Task objective — Pick up the account of early electrochemistry and industrial chemistry teaching in America right after its final sentence and keep it going.

Source text —
= = = = =

Electrochemistry, at that time, was the glamor science and the emerging technology. The Electrochemical Society was the meeting ground for leaders of the new science of physical chemistry, like Ostwald; Nernst; Bancroft of Cornell; Whitney, who moved from MIT to Schenectady to head General Electric's brand new research laboratory, the country's first corporate research establishment.
The society was the meeting ground for the leading electrical and electrochemical engineers, like Steinmetz of GE, Tesla the independent, Burgess of University of Wisconsin and Burgess Battery; for educated inventor entrepreneurs, like Elmer Sperry, then of National Battery, later of gyroscope fame, and Herbert Dow of Midland; and for prominent industrial chemists and chemical engineers, like Samuel Sadtler of Philadelphia, William Walker of the partnership of Little and Walker in Boston, and Fritz Haber of the Karlsruhe Technical University in Germany. As a matter of fact, all of these, save Sperry, Dow, and Sadtler, presented papers at the semi-annual meetings of the newly formed American Electrochemical Society in 1901, 1903, and 1904.
With the mention of William Walker, let's go back to the 1980s and the scene then in America's colleges and universities. Industrialization of the country was accelerating and, with it, the need for engineers and, to a lesser extent, chemists. From decades earlier, there was popular demand for relevant college education. And this had been answered by the appearance of engineering schools, like Rensselaer, first of all, Brooklyn Polytechnic, and MIT; also scientific schools at Yale, Harvard, Dartmouth, Columbia, and so on; and more importantly, I think, by the Morrill Act of 1862, which enabled the states to establish land grant colleges. By the 1880s, there were strong curricula in science and engineering that had sprung up in many of these-- among them, the Pennsylvania State College.
There, a young William Walker enrolled in 1886 and graduated in chemistry in 1890. Having been a good student, he set off for graduate study in Germany, as did some 1,000 other top graduates in chemistry between 1850 and World War I, and perhaps 9,000 more in other fields. Germany was, then, the center of freedom of learning, freedom of teaching, academic research, and chemistry.
Returning from Gottingen with a PhD in 1892, Walker taught a couple of years at Penn State, moved to MIT, then resigned in 1900 to join MIT chemistry graduate, Arthur Little, in a consulting industrial chemistry partnership. Little, by the way, had lost his original partner, Griffin, in a laboratory explosion.
At MIT, as at many other schools, individual courses and laboratories in industrial chemistry, largely descriptions of the manufacture of diverse chemicals, were being taught in the 1880s. The teacher at MIT was Lewis Norton, an MIT graduate and, in 1879, Gottingen PhD in chemistry. He'd been a textile mill chemist several years and had come to appreciate engineering problems of not only-- and I quote him-- "the textile industry, but also of furnace construction and regulation, and of the manufacture of organic products." "Impelled," he wrote, "by a demand for engineers skilled in chemistry," in 1888, he proposed a new curriculum, Course 10, to be mainly the mechanical engineering curriculum, but with industrial chemistry courses and laboratory in the third year.

= = = = =

Data listing —
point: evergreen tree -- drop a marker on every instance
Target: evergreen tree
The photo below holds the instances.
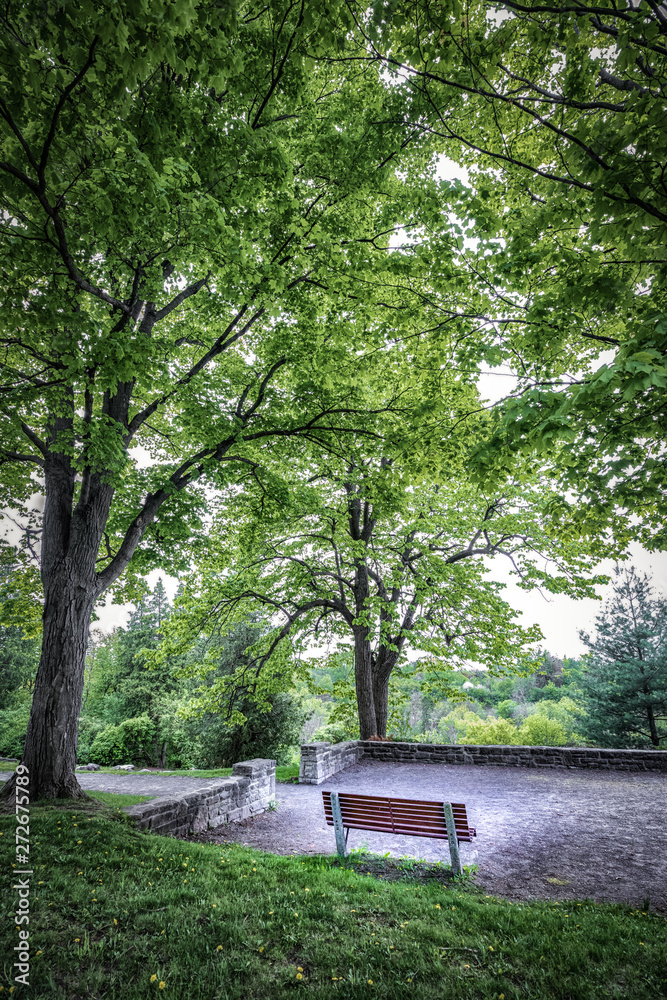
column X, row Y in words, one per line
column 624, row 684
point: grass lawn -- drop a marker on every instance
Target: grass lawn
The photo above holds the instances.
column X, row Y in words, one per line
column 120, row 914
column 284, row 772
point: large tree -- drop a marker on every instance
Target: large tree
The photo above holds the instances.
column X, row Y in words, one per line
column 195, row 259
column 559, row 113
column 624, row 680
column 363, row 558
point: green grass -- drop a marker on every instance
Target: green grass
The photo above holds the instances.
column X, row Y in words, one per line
column 283, row 772
column 116, row 912
column 118, row 800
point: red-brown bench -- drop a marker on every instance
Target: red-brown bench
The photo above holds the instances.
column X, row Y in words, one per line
column 346, row 811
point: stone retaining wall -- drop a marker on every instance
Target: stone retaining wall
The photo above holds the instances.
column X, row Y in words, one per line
column 508, row 756
column 248, row 791
column 320, row 760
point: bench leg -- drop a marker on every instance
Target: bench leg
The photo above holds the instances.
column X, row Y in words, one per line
column 341, row 839
column 452, row 838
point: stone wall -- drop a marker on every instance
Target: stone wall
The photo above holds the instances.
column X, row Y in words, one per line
column 248, row 791
column 320, row 760
column 508, row 756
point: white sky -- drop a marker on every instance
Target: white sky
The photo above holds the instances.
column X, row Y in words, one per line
column 560, row 618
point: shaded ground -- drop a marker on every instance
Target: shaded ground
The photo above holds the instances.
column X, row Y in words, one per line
column 541, row 833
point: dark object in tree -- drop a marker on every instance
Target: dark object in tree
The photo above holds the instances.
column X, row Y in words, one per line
column 624, row 684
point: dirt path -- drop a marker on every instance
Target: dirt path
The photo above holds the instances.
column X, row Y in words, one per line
column 541, row 833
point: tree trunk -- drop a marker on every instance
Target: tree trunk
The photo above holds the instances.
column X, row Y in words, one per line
column 70, row 546
column 655, row 739
column 381, row 701
column 51, row 741
column 363, row 677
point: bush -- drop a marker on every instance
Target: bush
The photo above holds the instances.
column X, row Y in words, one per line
column 539, row 731
column 89, row 729
column 13, row 726
column 131, row 742
column 490, row 731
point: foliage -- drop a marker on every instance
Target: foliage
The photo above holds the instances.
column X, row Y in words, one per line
column 539, row 730
column 196, row 214
column 558, row 114
column 131, row 742
column 363, row 559
column 624, row 682
column 490, row 731
column 13, row 725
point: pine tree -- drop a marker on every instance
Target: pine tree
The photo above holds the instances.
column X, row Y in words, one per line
column 624, row 683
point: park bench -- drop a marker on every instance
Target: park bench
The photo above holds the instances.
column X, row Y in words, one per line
column 440, row 820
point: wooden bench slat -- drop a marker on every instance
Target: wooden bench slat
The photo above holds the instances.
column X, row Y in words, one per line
column 410, row 817
column 423, row 818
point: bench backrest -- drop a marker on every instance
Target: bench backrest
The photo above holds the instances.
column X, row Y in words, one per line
column 406, row 816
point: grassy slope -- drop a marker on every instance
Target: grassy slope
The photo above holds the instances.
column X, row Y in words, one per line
column 116, row 913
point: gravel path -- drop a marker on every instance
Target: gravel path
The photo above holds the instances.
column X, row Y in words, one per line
column 541, row 833
column 141, row 784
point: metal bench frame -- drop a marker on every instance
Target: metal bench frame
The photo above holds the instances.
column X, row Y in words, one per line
column 441, row 820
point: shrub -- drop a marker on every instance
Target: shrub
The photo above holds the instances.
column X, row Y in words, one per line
column 131, row 742
column 490, row 731
column 538, row 730
column 89, row 729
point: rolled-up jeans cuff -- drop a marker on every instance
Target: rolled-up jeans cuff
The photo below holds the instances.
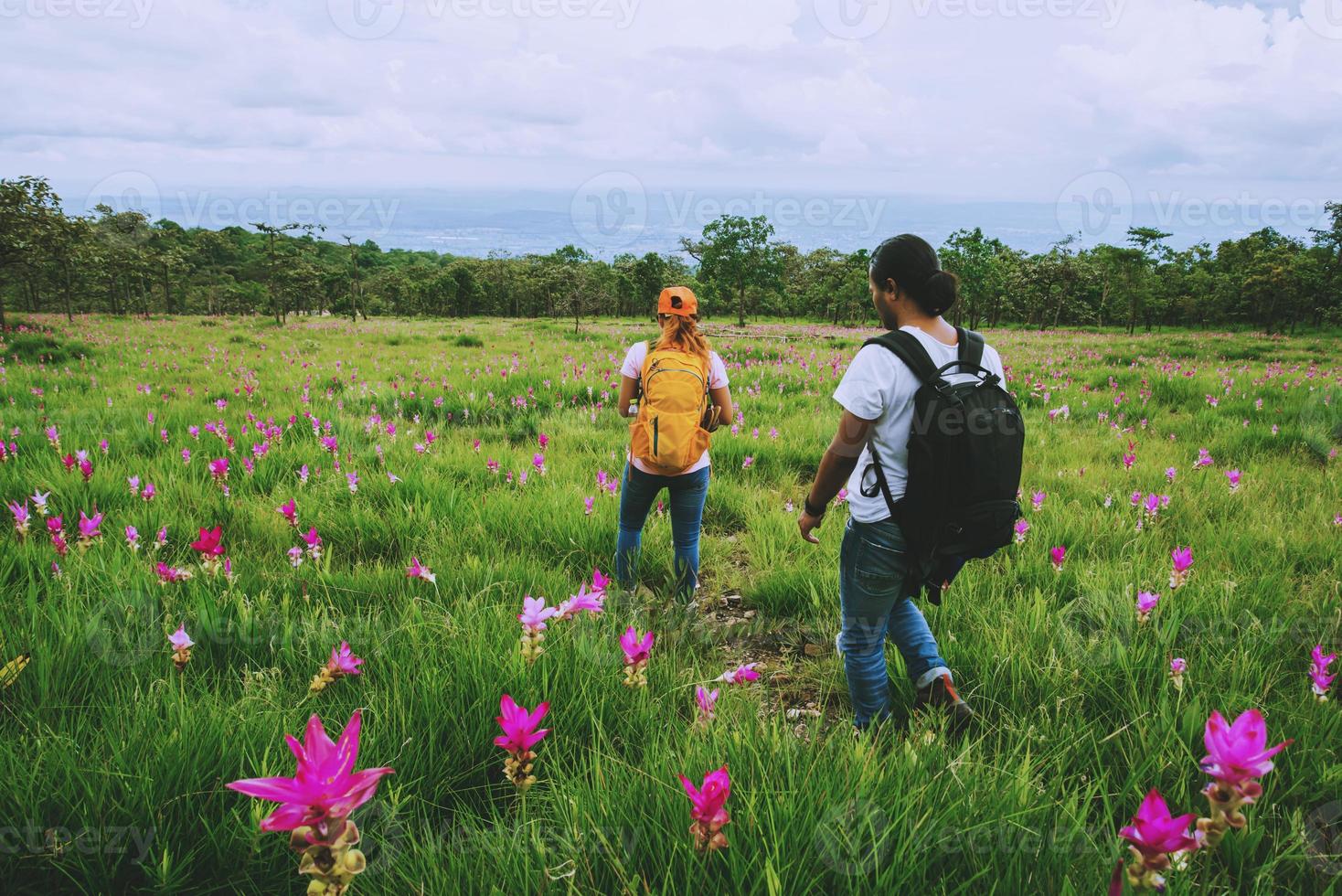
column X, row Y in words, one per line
column 931, row 675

= = = = =

Response to the task —
Norton lined up Professor Peabody to teach a special course on-- and again, I quote-- "chemical machinery from an engineering point of view-- pumps, refrigerating machinery, filter presses, and methods for evaporation in vacuo." And Norton himself began developing a companion fourth-year course he called Applied Chemistry.
The name Norton chose for the new curriculum, 1888, was chemical engineering, though the curriculum itself contained no course called chemical engineering and was taught by no one called a chemical engineer. The proposal was approved by the faculty and by the corporation. 11 sophomores were dragooned or somehow enrolled in the new curriculum, and they embarked on it exactly 100 years ago. And so here we are today.
Lewis Norton died less than two years later at age 38, I think it was. And the curriculum reverted to mechanical engineering plus industrial chemistry, the combination that began to be called chemical engineering elsewhere, the University of Pennsylvania being next in 1892. "So begins an acorn to grow," Arthur Little may later have said. May I have the next slide, please?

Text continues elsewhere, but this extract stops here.